Brano da leggere —
◇ ◇ ◇

L’inizio è particolarmente ruffiano e da subito non ci si stupisce quindi per la scelta dell’Academy, considerando come tra i candidati vi fosse anche l’urticante film greco Kynodontas (Dogtooth): la prima scena del film è infatti ambientata in un campo medico in Africa, con una donna vittima di un mostro che apre la pancia alle donne incinte per scommessa!, mentre la seconda sequenza ci mostra addirittura il funerale della madre di un bambino. Un uno-due senza vergogna davvero micidiale per i cuori sensibili di chi premia gli Oscar. Poi per fortuna il film vira verso il lato oscuro (e qui i voti si sono fatti un po’ incerti) e quindi nel finale scivola ancora verso la ruffianata (non a caso il film la statuetta alla fin fine se l’è portata a casa).
Dalla sua parte la pellicola vanta una sceneggiatura davvero forte, di impatto, che solleva domande e questioni nient’affatto di poco conto. Partendo da quello che sembra solo un richiamo al tema del bullismo giovanile nelle scuole, si va verso una riflessione più vasta sul bullismo anche nel mondo degli adulti. Come si può rispondere alla violenza e alla prepotenza? Con il pacifismo alla Gandhi? Porgendo l’altra guancia come predicava Gesù Cristo? Con le bottigliate come farebbe Mr. Ford? Con una sana (e finta) scazzottata alla Bud Spencer & Terence Hill? Gettando bombe e inventando una infinita guerra al terrore come i wonderful United States of America?
Difficile dare una risposta a una questione così articolata e il film non vuole nemmeno farlo, lasciando più che altro aperta la riflessione. Questo è il suo più grande merito e non è certo una cosa da poco. Da un punto di vista cinematografico non mi è apparso invece una visione del tutto esaltante. La regia di Susanne Bier con 'sti zoom improvvisi e 'sti di ca**o di stacchi continui nel montaggio sembra confusa più di quanto non lo siamo noi spettatori e sembra voler cercare un’identità visiva che non trova. Diciamo che è uno di quei casi di “vorrei essere Lars Von Trier ma non posso”; se da un punto di vista registico questa è una cosa piuttosto negativa (riferendoci perlomeno ai suoi film migliori come Le onde del destino e Dogville), da un punto di vista umano è invece per lei un fatto parecchio positivo, visto che Susanne Bier ha una sensibilità che il misogino dogmatico regista compatriota non possiede certo.

◇ ◇ ◇

Dati di espressioni referenziali —
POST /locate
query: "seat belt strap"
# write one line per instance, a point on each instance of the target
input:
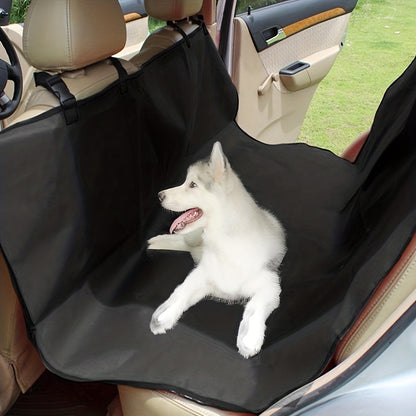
(54, 84)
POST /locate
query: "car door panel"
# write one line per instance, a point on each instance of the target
(280, 54)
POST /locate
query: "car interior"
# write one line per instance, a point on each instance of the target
(31, 322)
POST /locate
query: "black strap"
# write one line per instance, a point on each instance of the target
(122, 74)
(54, 84)
(180, 30)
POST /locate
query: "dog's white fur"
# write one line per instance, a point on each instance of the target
(236, 245)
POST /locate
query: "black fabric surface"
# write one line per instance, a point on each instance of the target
(78, 203)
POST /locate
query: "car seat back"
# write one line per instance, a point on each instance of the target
(178, 11)
(73, 38)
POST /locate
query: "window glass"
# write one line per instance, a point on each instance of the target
(242, 5)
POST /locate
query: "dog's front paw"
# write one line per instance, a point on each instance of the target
(163, 319)
(249, 340)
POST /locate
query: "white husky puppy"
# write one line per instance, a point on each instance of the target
(236, 245)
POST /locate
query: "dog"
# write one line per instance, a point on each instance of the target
(237, 247)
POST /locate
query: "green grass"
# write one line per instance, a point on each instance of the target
(380, 44)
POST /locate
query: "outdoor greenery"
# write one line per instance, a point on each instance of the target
(18, 11)
(380, 44)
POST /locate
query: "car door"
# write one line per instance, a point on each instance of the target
(277, 52)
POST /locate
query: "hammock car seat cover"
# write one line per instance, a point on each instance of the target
(79, 202)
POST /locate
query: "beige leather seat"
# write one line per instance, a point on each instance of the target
(172, 10)
(80, 55)
(75, 42)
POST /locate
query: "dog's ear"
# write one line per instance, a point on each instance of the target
(218, 162)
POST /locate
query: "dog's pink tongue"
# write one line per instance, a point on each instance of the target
(186, 218)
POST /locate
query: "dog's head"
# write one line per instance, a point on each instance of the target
(205, 186)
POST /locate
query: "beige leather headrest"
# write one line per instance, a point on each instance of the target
(72, 34)
(172, 9)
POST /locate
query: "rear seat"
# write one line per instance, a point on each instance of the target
(397, 288)
(174, 11)
(86, 70)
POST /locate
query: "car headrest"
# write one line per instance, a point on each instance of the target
(64, 35)
(171, 10)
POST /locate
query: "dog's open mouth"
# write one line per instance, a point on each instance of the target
(186, 218)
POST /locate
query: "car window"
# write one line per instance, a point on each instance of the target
(243, 5)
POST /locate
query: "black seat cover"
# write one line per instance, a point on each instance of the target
(78, 203)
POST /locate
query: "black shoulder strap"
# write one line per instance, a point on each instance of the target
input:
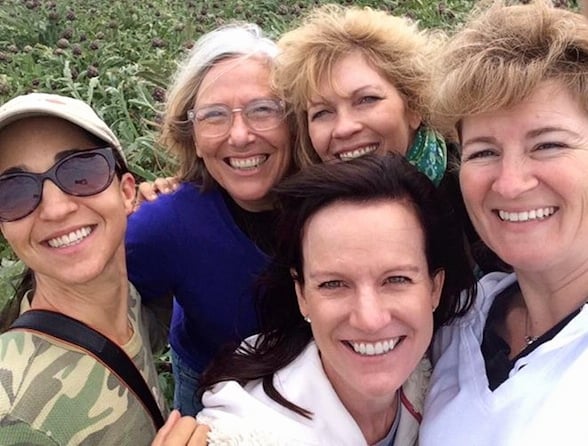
(99, 346)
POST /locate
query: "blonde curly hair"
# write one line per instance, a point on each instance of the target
(394, 46)
(502, 54)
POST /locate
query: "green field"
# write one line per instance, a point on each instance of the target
(118, 56)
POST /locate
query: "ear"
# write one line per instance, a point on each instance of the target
(438, 280)
(414, 119)
(302, 303)
(128, 192)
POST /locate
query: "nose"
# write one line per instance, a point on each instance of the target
(369, 313)
(240, 135)
(515, 177)
(55, 204)
(346, 124)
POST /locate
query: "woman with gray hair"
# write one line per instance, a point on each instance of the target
(205, 243)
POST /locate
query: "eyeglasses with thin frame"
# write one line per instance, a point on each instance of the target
(82, 174)
(260, 115)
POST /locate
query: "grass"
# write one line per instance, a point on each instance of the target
(119, 55)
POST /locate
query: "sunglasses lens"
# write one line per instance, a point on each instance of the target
(19, 196)
(85, 174)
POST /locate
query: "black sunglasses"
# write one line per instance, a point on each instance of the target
(81, 174)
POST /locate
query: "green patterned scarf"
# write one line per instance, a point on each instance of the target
(428, 154)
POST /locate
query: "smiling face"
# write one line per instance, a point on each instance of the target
(369, 295)
(357, 112)
(524, 182)
(66, 239)
(245, 162)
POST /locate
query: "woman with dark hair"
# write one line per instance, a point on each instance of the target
(369, 262)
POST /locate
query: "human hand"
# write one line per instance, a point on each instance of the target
(150, 190)
(181, 431)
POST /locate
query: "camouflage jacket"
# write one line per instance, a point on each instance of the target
(53, 394)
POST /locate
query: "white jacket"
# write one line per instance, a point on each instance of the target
(247, 416)
(542, 403)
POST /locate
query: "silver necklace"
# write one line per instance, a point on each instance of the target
(528, 338)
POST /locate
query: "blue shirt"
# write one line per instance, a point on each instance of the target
(187, 244)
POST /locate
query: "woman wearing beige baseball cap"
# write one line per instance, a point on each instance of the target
(69, 232)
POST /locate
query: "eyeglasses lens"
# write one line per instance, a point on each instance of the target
(81, 174)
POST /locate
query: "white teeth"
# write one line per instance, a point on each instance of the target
(346, 156)
(534, 214)
(373, 349)
(72, 238)
(248, 163)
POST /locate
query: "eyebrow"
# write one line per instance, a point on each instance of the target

◇ ◇ ◇

Cosa farai —
**a)** Dove è ambientata la prima scena del film secondo la recensione?
**b)** Per favore, riprendi la recensione del film e proseguila dopo la sua ultima frase.
Le voci provengono da un'altra fonte.

Risposte alle attività —
**a)** In un campo medico in Africa.

**b)**
Eddai, sono la stessa persona mai invecchiata |
Nel cast spiccano soprattutto il bambino che ha perso la madre, un volto rimasto senz’anima ottimamente interpretato dalla rivelazione William Jøhnk Nielsen, mentre l’altro bambino protagonista del film viene chiamato dai bulletti della sua scuola “faccia da topo”, ma a me ha ricordato più che altro il ragazzino della Kinder. Tra gli adulti si segnala Trine Dyrholm, bella milfona danese, mentre il marito Mikael Persbrandt, per quanto in Africa sia in grado di reggere testa a uno psicopatico maniaco, quando è in Danimarca per i miei gusti è un po’ troppo pirletti e faccia da schiaffi (e infatti gli schiaffi se li prende per davvero).
Le musiche di accompagnamento sono poi troppo enfatiche ma non realmente emozionanti, un altro di quegli elementi che invece avranno fatto andare in brodo di giuggiole l’Academy. Ci ritroviamo così con uno di quei film su cui riflettere a fondo e che per questo merita una visione molto attenta, ma allo stesso tempo l’ho anche trovato una pellicola fredda e difficile da amare col cuore. Un’opera che da una parte vorrebbe essere coraggiosa e importante, ma dall’altra fa un passo indietro e ha paura di portare il discorso fino alle estreme conseguenze, forse per buonismo o forse per lasciarci ancora la speranza di un mondo migliore.
In un mondo migliore (e con una regia migliore) questo film sarebbe riuscito ad essere un vero piccolo capolavoro.
Ma in un mondo migliore non esisterebbero nemmeno terremoti né tsunami.
E in un mondo migliore l’italia sarebbe una democrazia vera e non solo di facciata.
Infine, In un mondo migliore è un buon film però in un mondo migliore l’Oscar l’avrebbe vinto il molto più perfido, devastante e geniale Kynodontas.